*CHECK YOUR UNDERSTANDING*:
**1)** In the white paper on graduated AI governance, which two model acts instantiate the proposed design?
**2)** Continue the white paper on graduated AI governance from the point where it stops.

*EXCERPTED TEXT*:
*** Begin section ***
AI Alignment Policy Institute · White Paper
Discussion draft · June 2026
Yuko J. Nakanishi, Ph.D., MBA
A wave of state legislation now seeks to settle by statute a question that science has not resolved: whether advanced AI systems could ever hold morally relevant interests. Bills in Ohio, Oklahoma, Missouri, Idaho, and Utah answer in the negative and foreclose the question permanently, denying any future recognition of moral or legal status to AI systems regardless of how their capabilities develop. This paper presents the alternative the AI Alignment Policy Institute has developed and operationalized in two model instruments: a graduated governance architecture that scales legal obligations to evidence and preserves the ability to adjust as that evidence accumulates.
The architecture rests on one structural insight — that a system’s autonomy and a system’s moral standing are separate questions that should be governed separately — and expresses it through two independent axes. A Moral-Status Tier tracks documented indicators of morally relevant interests; a Supervision Level tracks the degree of human oversight a system requires. Welfare-related protections scale with the first axis, accountability obligations with the second. Two model acts instantiate the design: the Model AI Agency Act and the AI Moral Status Inquiry Act.
The framework takes no position on whether any AI system is conscious. It asks only that governance stay proportionate to evidence and reversible under uncertainty, keeping options open instead of legislating a permanent answer to an open question.
*** End section ***
*EXCERPTED DATA*:
*** Begin section ***
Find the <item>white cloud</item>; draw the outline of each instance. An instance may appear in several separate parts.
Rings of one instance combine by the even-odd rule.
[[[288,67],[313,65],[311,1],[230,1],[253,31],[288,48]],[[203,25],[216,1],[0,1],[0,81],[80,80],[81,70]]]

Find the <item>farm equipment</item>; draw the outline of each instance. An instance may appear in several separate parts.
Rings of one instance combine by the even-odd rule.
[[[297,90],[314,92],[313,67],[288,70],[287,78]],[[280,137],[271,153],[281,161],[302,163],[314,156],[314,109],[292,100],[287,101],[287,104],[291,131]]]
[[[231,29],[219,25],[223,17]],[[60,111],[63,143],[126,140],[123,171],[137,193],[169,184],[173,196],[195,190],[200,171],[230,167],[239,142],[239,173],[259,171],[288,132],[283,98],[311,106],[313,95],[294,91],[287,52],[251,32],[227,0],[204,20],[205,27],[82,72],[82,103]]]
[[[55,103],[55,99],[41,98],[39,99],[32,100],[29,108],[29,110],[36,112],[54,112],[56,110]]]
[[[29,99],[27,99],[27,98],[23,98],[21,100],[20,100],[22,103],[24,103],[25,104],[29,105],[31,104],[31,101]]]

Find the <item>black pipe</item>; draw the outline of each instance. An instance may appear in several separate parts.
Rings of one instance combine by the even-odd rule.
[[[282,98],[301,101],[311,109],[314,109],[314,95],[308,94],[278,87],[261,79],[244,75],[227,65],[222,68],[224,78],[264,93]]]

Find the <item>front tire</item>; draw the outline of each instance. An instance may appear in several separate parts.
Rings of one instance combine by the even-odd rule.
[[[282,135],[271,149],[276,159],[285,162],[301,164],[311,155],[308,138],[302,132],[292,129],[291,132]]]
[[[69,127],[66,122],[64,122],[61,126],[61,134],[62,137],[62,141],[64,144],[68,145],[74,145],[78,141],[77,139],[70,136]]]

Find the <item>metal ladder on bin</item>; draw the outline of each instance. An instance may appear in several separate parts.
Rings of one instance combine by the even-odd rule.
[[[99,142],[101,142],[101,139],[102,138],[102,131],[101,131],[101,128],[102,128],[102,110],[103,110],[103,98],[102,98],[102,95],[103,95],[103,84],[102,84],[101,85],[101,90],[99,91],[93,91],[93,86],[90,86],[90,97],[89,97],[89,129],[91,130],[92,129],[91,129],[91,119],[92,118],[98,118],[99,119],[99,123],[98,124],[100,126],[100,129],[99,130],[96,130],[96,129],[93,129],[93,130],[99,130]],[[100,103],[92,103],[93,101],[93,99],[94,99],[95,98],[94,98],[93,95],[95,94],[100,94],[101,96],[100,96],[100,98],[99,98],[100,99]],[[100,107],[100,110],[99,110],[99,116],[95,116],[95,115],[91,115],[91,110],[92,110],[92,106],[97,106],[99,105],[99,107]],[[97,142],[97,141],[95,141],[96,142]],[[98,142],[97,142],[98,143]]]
*** End section ***
*ANSWERS TO THE PROBLEMS*:
**1)** The Model AI Agency Act and the AI Moral Status Inquiry Act.

**2)**
The recent state bills respond to real concerns — that AI could be used to evade corporate accountability, or granted standing it has not earned. Those concerns are legitimate. The instrument chosen to address them is the problem. By forcing the matter into a choice between “person” and “tool,” the bills create three difficulties.
Definitional overbreadth. Statutes that define artificial intelligence as any system simulating human cognitive functions sweep in spellcheck and navigation software alongside frontier agents; bills that group AI with animals and inanimate objects in a single categorical denial are unlikely to survive contact with the courts and technical communities asked to apply them.
Metaphysical foreclosure. Several bills declare not merely that AI is not currently a legal person, but that it shall never be considered to possess consciousness or self-awareness — a categorical ruling on an empirical and philosophical question that legislatures are poorly positioned to settle. The Uniform Determination of Death Act, by contrast, handles an analogous question about consciousness through scientifically grounded indicators that are revised as understanding improves.
Loss of optionality. A binary rule gives regulators no graduated instrument. A static expert system, a customer-service chatbot, and a persistent multi-tool agent capable of autonomous goal pursuit all fall under one status, though they raise materially different accountability, safety, and welfare questions. As capabilities advance, the only way to respond is to relitigate the categorical question itself — which is the governance void the architecture below is designed to fill.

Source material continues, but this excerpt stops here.